--- Given entries Enclosed Below ---

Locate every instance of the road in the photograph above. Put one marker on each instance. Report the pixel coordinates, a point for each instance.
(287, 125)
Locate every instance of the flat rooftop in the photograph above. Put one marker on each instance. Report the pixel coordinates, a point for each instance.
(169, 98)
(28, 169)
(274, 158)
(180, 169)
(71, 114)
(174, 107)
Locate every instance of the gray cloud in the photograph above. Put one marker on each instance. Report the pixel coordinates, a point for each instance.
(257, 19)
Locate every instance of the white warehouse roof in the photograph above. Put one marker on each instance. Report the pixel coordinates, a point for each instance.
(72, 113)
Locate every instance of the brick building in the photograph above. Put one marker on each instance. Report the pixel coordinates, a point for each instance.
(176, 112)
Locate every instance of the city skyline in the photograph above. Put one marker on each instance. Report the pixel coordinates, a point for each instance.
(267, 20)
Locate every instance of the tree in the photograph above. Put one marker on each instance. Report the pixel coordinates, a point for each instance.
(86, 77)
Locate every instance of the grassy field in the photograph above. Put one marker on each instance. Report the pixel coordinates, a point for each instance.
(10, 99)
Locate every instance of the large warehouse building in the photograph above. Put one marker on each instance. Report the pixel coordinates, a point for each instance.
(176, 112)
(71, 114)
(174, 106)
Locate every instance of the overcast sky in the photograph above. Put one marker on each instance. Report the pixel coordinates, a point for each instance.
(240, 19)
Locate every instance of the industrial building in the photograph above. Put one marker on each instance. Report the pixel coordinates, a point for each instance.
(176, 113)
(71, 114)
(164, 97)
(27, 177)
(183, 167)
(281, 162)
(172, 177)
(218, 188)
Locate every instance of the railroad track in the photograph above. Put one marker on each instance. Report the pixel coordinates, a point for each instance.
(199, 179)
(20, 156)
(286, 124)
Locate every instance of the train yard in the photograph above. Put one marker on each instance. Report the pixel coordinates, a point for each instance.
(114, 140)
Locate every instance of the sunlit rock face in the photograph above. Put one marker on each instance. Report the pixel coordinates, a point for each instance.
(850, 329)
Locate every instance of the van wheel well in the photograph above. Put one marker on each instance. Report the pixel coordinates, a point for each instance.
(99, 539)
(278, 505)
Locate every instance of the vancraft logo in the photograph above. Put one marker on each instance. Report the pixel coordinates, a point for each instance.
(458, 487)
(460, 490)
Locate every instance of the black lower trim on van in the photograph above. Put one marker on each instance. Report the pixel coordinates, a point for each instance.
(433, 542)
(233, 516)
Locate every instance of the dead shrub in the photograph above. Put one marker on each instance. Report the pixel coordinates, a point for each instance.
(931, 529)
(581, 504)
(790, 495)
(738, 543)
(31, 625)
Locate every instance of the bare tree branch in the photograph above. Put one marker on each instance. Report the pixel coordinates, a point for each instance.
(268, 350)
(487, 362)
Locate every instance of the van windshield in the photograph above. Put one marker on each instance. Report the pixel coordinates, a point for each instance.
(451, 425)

--- End of Enclosed Given entries ---

• [Instructions to follow]: Copy the material above so that it matches line for line.

• [Task answer]:
Locate every instance of the road in the photograph above. Put one marker on each instance. Report the pixel coordinates, a point for each instance.
(287, 125)
Locate every instance of the flat rooftop in the photograph above. Put one marker on each instance. Report the pixel coordinates, a point for each instance.
(169, 98)
(28, 169)
(274, 158)
(180, 169)
(71, 114)
(174, 107)
Locate every instance of the gray cloud in the photograph above. Put one marker on each instance. Report the pixel coordinates, a point for each instance.
(257, 19)
Locate every instance of the white warehouse roof in the photograph above. Put one marker on each instance. Report the pixel coordinates, a point for each instance.
(72, 113)
Locate every instance of the brick building in the photograph above. Put one marker on each instance. Report the pixel coordinates, a point for each instance.
(176, 112)
Locate every instance of the city skyline in the photograph above. Put one marker on each instance. Report the pixel coordinates, a point for each instance.
(267, 20)
Locate every instance of the tree in the photograph above. Put one marker on each instance. Report the pixel coordinates, a point for each instance.
(86, 77)
Locate every instance of the grassy field in the photograph above. Put one marker on each instance. Report the pixel coordinates, a point for each instance.
(10, 99)
Locate every instance of the large warehouse building in the photograph above. Put one marker on each instance. Report the pixel coordinates, a point for each instance.
(176, 112)
(71, 114)
(174, 106)
Locate every instance of the overcast sky in the photograph above. Put one marker on each instance. Report the pixel coordinates, a point for each instance.
(240, 19)
Locate every instance of the industrial building in the photograph above. Put one marker on each instance. Report the pixel coordinates, a point for each instance.
(176, 113)
(71, 114)
(164, 97)
(27, 177)
(183, 167)
(281, 162)
(172, 177)
(218, 188)
Locate every instance of the railroad track in the photograph above. Put one marker on each instance. Report the pixel coordinates, a point for each instance.
(199, 179)
(20, 156)
(286, 124)
Locate every instance of the train yard in the photograph above. Put one marker on each instance. Report the pixel coordinates, a point for each instance.
(114, 140)
Locate every instance of the sunlit rock face in the photograph above. Put one marker on each instance. Report the pixel coordinates, a point for each instance.
(850, 329)
Locate every instance of the van wheel well in the photograph above. Put one marker on each instance. Report the pixel coordinates, a point for each instance.
(99, 539)
(278, 505)
Locate every instance of the vancraft logo in the photograph above. Put one marker on each instance. Report the pixel coordinates, a point for each instance.
(458, 487)
(460, 490)
Locate every instance of the black lower trim on van in the photograph above. Put one marker on each instance. Report the pixel coordinates, a point for each instance.
(433, 542)
(233, 516)
Locate every instance of the dead shrub in the photograph above. Put one marker on each instance. Report the pixel coordinates, a point for each instance.
(931, 529)
(581, 504)
(790, 495)
(738, 543)
(31, 625)
Locate every instance of the bare tree branch in the photograph above. Put one marker on each instance. Report the pixel coordinates, a point for each instance.
(268, 350)
(487, 362)
Locate every instance of the van windshield in the photograph above. Put one marker on each instance. Report the pixel coordinates, a point for each instance.
(451, 425)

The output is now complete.